_Your goal:_ Reproduce all the items below word for word, leaving out the pictures.

_Provided data:_
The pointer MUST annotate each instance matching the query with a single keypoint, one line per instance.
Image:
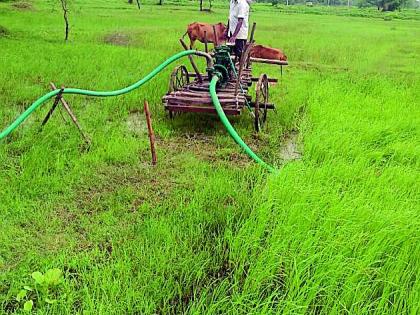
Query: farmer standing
(238, 25)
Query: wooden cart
(189, 91)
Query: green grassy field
(207, 231)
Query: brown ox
(264, 52)
(202, 31)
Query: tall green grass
(206, 231)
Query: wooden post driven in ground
(206, 48)
(151, 134)
(59, 99)
(197, 72)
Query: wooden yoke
(197, 72)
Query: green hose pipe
(230, 128)
(127, 89)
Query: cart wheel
(179, 78)
(261, 101)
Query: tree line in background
(383, 5)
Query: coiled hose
(136, 85)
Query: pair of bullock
(204, 32)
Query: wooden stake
(70, 112)
(206, 49)
(151, 134)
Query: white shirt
(239, 9)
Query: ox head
(220, 31)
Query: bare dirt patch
(118, 39)
(23, 6)
(290, 150)
(4, 31)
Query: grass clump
(206, 231)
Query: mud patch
(117, 39)
(290, 150)
(136, 123)
(23, 6)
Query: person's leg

_Solution to this problem:_
The pointer MUST annotate each instance matching the query with a single keypoint, one line per instance.
Image:
Query: farmer standing
(238, 25)
Query: wooden cart
(189, 91)
Query: green grassy field
(207, 231)
Query: brown ox
(264, 52)
(202, 31)
Query: tall green grass
(206, 231)
Query: wooden post driven in ground
(206, 48)
(151, 134)
(59, 99)
(197, 72)
Query: wooden yoke
(197, 72)
Query: green hose pipe
(230, 128)
(127, 89)
Query: cart wheel
(179, 78)
(261, 101)
Query: tree line in background
(383, 5)
Query: coiled hose
(136, 85)
Query: pair of bullock
(204, 32)
Query: wooden stake
(70, 112)
(206, 49)
(151, 134)
Query: white shirt
(239, 9)
Query: ox head
(220, 31)
Query: bare dirt patch
(118, 39)
(23, 6)
(290, 150)
(4, 31)
Query: grass clump
(206, 231)
Query: mud patch
(117, 39)
(290, 150)
(136, 123)
(23, 6)
Query: person's leg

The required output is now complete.